■ Text to read ■
————————

[sixties-l] Complicating generations & periodization

From: Ian Lekus (lekus@duke.edu)
Date: Thu Jun 08 2000 - 11:28:18 CUT

  • Next message: purplewins: "Re: [sixties-l] generations & periodization"

    I second Rosalyn's recommendation - Joanne Meyerowitz's "Not June
    Cleaver: Women and Gender in Postwar America, 1945-1960" is a great
    collection of articles of women's experiences during these years.

    I've been wondering about gender all through these conversations, as well
    as about geography as meshed with gender, race, class, and other
    identities. In talking about generations, I wonder about the differences
    in what (to pick a random example) 1960 meant in Boston vs. Austin, in
    Albany GA vs Albany NY, etc., especially depending on who your cohort
    was. Even the local differences can be intense- I went to a commuter high
    school on Manhattan's Upper East Side in the 80s (this is where I come
    out as one of those "new" historians of the 60s) while living on the far
    side of Brooklyn, & in talking to people in my class at high school, it's
    hard to believe we grew up in the same city. And that's even all among
    all the leftist students.

————————

■ Problem to solve ■
Copy out the mailing list post above on generations and periodization in full, word for word.

————————

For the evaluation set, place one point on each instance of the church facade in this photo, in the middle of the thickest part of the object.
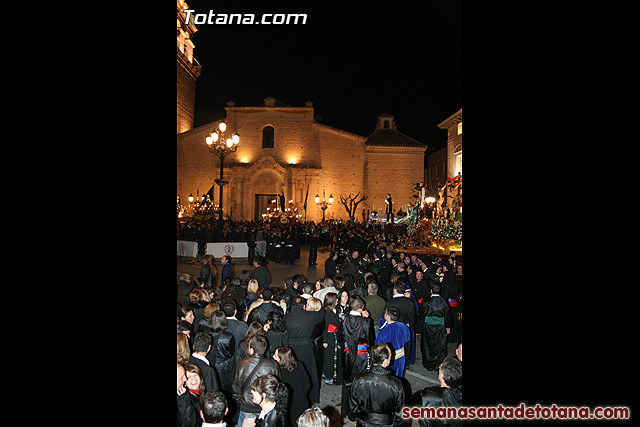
(284, 150)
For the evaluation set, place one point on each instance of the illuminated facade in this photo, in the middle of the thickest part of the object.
(453, 125)
(283, 149)
(188, 69)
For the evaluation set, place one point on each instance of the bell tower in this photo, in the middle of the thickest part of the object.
(188, 69)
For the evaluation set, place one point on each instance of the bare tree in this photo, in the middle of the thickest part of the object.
(351, 203)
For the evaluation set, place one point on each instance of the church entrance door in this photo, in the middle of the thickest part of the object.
(261, 204)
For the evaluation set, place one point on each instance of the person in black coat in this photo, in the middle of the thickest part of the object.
(377, 397)
(449, 394)
(201, 347)
(223, 349)
(330, 265)
(313, 248)
(407, 310)
(301, 324)
(357, 337)
(272, 396)
(450, 291)
(260, 313)
(296, 377)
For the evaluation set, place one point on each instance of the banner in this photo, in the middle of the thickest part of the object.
(186, 248)
(233, 249)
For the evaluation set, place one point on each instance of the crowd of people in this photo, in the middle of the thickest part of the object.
(252, 352)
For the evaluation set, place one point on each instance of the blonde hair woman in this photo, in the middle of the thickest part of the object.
(314, 304)
(183, 349)
(208, 271)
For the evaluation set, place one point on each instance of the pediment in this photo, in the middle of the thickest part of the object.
(269, 163)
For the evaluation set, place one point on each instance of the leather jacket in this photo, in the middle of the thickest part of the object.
(376, 398)
(243, 397)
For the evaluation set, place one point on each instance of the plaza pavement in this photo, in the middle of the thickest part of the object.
(330, 395)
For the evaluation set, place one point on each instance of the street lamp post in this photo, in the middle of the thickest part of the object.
(323, 204)
(222, 144)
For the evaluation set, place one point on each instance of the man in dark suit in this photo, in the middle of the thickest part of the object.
(301, 325)
(377, 397)
(236, 327)
(260, 273)
(201, 346)
(330, 265)
(260, 313)
(407, 311)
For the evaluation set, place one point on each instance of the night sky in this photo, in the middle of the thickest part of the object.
(353, 61)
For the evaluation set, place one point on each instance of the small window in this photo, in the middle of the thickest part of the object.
(267, 137)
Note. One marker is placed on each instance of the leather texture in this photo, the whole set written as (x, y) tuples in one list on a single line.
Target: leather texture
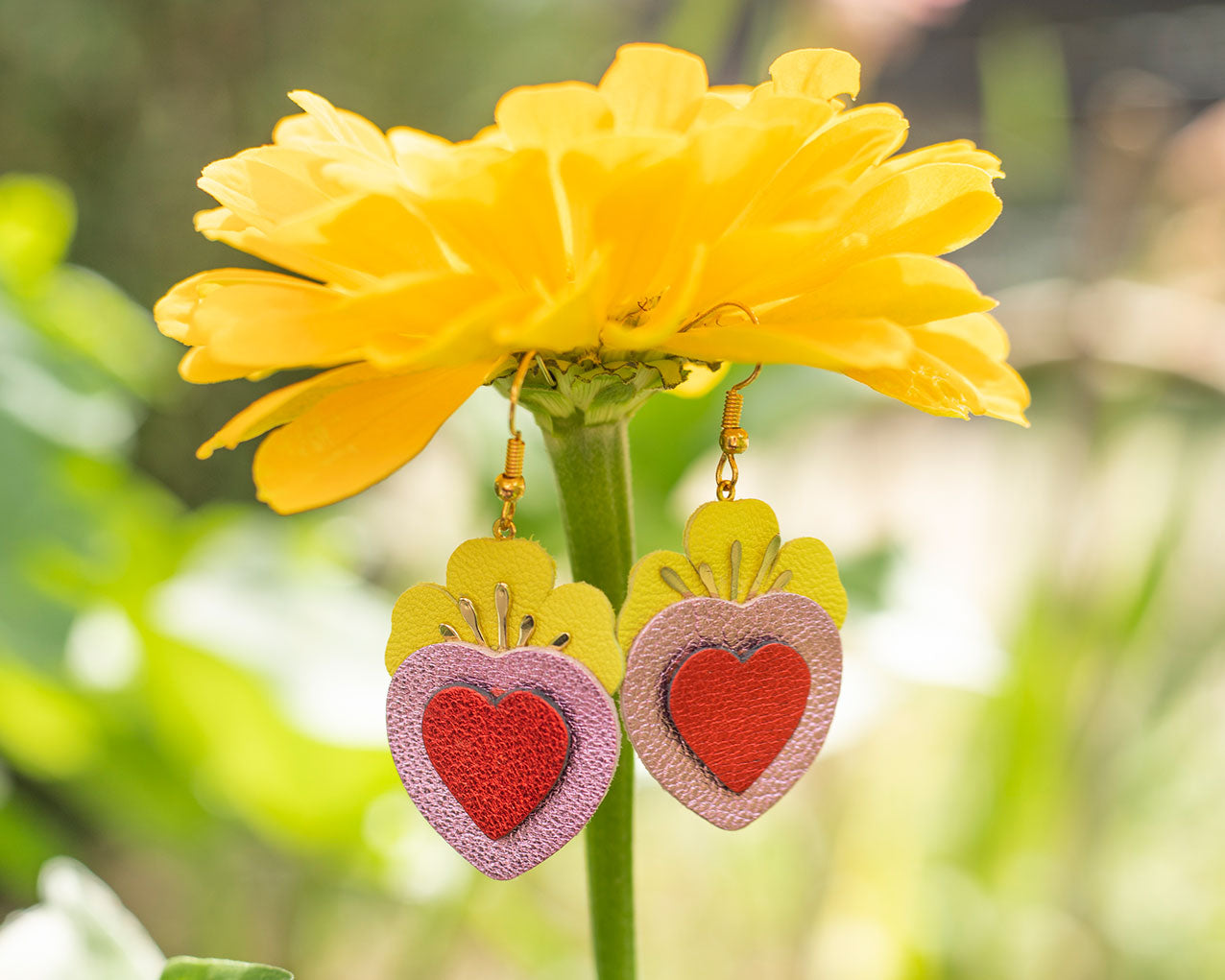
[(572, 690), (692, 625), (498, 754), (736, 712), (474, 571), (709, 535)]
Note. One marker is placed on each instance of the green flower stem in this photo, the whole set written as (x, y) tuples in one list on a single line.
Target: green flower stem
[(591, 465)]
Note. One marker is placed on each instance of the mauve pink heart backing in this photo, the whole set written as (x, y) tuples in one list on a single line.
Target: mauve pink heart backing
[(692, 625), (594, 746)]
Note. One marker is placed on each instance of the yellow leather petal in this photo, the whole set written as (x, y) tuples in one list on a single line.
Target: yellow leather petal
[(478, 566), (820, 72), (585, 612), (815, 575), (416, 620), (648, 593), (709, 535), (358, 435), (709, 538), (655, 87)]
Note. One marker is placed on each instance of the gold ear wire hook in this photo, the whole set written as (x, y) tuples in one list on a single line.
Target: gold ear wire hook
[(511, 486), (733, 439)]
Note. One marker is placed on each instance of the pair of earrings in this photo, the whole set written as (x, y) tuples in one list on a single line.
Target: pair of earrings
[(500, 713)]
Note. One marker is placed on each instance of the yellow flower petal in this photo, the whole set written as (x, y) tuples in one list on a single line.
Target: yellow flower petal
[(173, 314), (591, 221), (946, 375), (358, 435), (585, 612), (416, 620), (324, 123), (282, 406), (820, 72), (932, 208), (553, 116), (502, 220), (829, 163), (201, 368), (288, 323), (655, 87), (955, 151), (905, 289), (980, 329)]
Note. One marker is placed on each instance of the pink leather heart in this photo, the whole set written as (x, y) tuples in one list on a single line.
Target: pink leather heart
[(502, 836), (498, 756), (697, 757)]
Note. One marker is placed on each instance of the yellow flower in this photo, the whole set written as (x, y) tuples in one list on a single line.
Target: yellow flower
[(593, 223), (733, 551), (575, 617)]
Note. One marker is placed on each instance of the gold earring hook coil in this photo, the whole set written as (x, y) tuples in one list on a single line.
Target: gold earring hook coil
[(510, 486), (733, 439)]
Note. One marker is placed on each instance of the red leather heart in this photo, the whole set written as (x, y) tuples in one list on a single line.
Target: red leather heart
[(500, 757), (736, 714)]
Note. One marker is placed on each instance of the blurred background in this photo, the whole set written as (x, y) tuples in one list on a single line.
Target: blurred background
[(1026, 773)]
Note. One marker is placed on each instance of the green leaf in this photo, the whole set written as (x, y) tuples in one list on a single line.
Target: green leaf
[(190, 968), (36, 221)]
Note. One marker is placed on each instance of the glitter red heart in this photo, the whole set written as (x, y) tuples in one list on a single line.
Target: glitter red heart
[(736, 713), (500, 756)]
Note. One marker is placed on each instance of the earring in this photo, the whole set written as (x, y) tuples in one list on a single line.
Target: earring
[(733, 656), (504, 730)]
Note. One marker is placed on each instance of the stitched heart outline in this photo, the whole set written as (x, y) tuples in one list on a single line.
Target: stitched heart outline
[(696, 624), (498, 753), (594, 748), (733, 710)]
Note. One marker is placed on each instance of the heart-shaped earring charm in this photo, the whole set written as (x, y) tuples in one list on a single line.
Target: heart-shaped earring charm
[(733, 660), (505, 750)]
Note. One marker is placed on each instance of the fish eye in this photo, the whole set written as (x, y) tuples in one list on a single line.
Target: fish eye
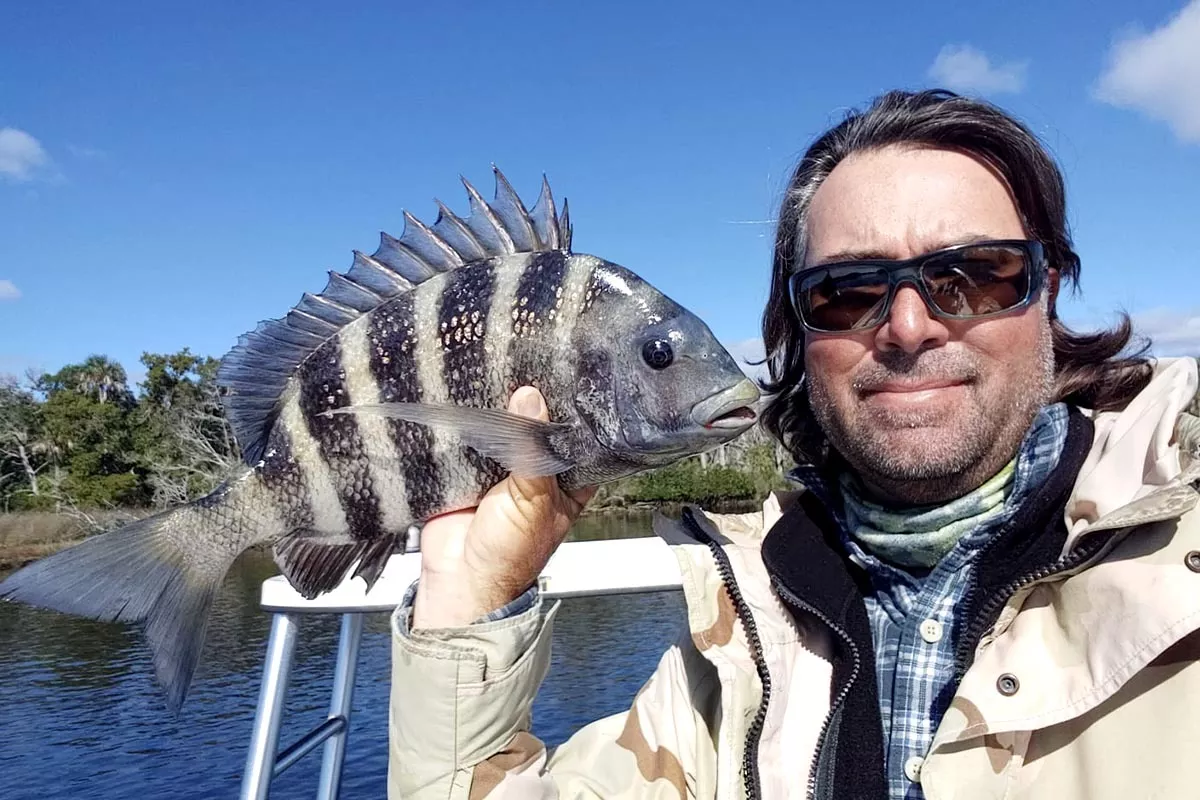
[(658, 354)]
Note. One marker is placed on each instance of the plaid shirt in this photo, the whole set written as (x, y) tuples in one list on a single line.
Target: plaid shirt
[(916, 621)]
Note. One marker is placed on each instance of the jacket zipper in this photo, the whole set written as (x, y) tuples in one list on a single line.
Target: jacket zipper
[(843, 693), (1074, 559), (750, 755)]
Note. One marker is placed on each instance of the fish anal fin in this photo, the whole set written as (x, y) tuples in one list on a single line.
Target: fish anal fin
[(316, 563), (526, 447)]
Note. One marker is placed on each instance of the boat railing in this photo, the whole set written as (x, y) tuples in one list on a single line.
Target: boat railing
[(576, 570)]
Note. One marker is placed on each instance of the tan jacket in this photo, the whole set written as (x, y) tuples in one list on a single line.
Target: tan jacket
[(1103, 659)]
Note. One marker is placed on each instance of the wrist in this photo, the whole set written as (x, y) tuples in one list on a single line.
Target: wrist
[(456, 601)]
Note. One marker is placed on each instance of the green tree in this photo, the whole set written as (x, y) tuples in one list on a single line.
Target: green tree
[(184, 441), (23, 451)]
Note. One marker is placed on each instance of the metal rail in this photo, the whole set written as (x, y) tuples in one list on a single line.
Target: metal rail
[(577, 569)]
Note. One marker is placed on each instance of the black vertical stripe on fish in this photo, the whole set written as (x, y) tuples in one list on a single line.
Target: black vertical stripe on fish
[(538, 299), (462, 323), (282, 477), (323, 388), (394, 365)]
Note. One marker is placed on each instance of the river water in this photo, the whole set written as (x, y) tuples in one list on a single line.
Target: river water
[(82, 716)]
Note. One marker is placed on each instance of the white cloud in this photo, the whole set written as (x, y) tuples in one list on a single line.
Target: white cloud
[(1170, 331), (21, 155), (1158, 73), (965, 68)]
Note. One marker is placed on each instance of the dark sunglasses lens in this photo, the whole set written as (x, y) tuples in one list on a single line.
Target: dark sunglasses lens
[(978, 281), (841, 299)]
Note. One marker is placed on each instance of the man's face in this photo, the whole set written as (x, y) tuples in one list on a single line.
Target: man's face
[(924, 408)]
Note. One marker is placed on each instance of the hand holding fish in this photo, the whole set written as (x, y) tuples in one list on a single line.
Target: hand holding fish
[(477, 560), (377, 404)]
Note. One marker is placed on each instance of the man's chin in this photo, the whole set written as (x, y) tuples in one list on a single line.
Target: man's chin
[(918, 450)]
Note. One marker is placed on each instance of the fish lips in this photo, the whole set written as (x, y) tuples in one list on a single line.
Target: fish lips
[(730, 410)]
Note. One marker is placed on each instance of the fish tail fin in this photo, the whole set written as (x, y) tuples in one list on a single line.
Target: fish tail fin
[(136, 573)]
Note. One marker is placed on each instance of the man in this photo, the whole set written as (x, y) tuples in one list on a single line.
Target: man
[(988, 584)]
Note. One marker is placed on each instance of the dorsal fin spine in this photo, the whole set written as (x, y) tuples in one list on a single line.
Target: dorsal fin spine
[(517, 222), (479, 208), (256, 372), (415, 230), (449, 218)]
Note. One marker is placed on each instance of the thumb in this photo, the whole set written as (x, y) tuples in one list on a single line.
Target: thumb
[(528, 402)]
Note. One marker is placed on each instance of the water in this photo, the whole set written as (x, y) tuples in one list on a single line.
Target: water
[(83, 717)]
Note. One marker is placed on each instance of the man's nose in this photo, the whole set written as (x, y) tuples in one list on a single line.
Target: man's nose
[(910, 326)]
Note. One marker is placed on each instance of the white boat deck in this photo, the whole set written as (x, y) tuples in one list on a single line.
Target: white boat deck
[(577, 569), (601, 567)]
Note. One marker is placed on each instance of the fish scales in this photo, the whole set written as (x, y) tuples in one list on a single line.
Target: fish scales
[(537, 343), (393, 336), (283, 479), (328, 516), (321, 388), (383, 459), (379, 402), (472, 377)]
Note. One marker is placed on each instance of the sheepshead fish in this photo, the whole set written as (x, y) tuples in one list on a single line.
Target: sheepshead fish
[(379, 403)]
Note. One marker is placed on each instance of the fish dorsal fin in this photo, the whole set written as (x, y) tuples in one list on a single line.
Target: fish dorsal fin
[(255, 373)]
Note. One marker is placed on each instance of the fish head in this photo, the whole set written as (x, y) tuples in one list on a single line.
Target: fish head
[(653, 382)]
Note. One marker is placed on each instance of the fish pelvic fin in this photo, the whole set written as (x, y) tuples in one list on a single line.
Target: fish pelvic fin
[(316, 563), (135, 573), (256, 372)]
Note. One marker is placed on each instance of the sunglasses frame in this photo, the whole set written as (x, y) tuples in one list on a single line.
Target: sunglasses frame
[(910, 271)]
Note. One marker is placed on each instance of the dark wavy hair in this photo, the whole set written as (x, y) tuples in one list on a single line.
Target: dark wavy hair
[(1092, 370)]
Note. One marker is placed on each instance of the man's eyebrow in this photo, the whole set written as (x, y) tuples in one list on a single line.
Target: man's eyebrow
[(874, 254)]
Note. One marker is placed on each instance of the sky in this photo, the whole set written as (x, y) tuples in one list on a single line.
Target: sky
[(171, 174)]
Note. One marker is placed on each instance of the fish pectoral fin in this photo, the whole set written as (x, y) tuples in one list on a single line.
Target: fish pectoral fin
[(316, 563), (526, 447)]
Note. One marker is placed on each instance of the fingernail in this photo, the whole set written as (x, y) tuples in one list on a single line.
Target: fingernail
[(527, 402)]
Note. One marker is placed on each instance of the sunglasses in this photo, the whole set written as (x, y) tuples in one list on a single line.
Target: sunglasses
[(964, 282)]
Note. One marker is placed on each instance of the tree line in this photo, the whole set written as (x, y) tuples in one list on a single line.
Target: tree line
[(83, 439)]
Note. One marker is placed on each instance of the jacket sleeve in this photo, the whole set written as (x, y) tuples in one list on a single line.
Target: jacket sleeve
[(460, 714)]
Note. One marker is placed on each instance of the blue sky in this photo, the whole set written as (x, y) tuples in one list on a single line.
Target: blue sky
[(171, 175)]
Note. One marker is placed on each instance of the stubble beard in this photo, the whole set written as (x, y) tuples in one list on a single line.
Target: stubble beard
[(919, 457)]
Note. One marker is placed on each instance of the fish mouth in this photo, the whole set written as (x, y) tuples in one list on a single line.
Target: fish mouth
[(727, 410)]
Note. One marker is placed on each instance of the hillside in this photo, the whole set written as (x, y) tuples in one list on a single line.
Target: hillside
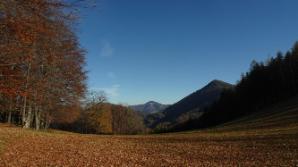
[(149, 107), (268, 138), (190, 106)]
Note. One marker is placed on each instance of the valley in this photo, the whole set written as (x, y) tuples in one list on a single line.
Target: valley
[(257, 140)]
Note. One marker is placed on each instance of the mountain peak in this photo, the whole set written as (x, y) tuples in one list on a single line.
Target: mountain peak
[(218, 83), (152, 102)]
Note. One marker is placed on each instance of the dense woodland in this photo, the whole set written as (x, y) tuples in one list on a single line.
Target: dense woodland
[(41, 62), (100, 117), (265, 84), (42, 77)]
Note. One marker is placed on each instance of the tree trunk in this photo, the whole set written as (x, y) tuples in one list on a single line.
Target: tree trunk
[(28, 119), (9, 111), (37, 118), (9, 117), (24, 111)]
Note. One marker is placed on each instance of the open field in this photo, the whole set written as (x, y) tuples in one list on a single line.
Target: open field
[(270, 141)]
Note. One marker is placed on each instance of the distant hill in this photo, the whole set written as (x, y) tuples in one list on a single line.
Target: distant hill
[(189, 107), (149, 107)]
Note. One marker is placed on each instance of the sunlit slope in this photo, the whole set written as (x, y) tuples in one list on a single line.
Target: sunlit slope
[(282, 115)]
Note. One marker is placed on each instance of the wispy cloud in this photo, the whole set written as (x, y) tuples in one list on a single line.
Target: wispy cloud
[(106, 49), (112, 91), (111, 75)]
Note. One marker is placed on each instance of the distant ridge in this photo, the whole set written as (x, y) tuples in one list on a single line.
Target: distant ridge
[(191, 104), (149, 107)]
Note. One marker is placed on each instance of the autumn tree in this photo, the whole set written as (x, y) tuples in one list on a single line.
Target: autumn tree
[(41, 63)]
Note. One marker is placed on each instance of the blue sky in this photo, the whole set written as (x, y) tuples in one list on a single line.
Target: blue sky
[(163, 50)]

————————

■ Output for this exercise ■
[sixties-l] Complicating generations & periodization

From: Ian Lekus (lekus@duke.edu)
Date: Thu Jun 08 2000 - 11:28:18 CUT

  • Next message: purplewins: "Re: [sixties-l] generations & periodization"

    I second Rosalyn's recommendation - Joanne Meyerowitz's "Not June
    Cleaver: Women and Gender in Postwar America, 1945-1960" is a great
    collection of articles of women's experiences during these years.

    I've been wondering about gender all through these conversations, as well
    as about geography as meshed with gender, race, class, and other
    identities. In talking about generations, I wonder about the differences
    in what (to pick a random example) 1960 meant in Boston vs. Austin, in
    Albany GA vs Albany NY, etc., especially depending on who your cohort
    was. Even the local differences can be intense- I went to a commuter high
    school on Manhattan's Upper East Side in the 80s (this is where I come
    out as one of those "new" historians of the 60s) while living on the far
    side of Brooklyn, & in talking to people in my class at high school, it's
    hard to believe we grew up in the same city. And that's even all among
    all the leftist students.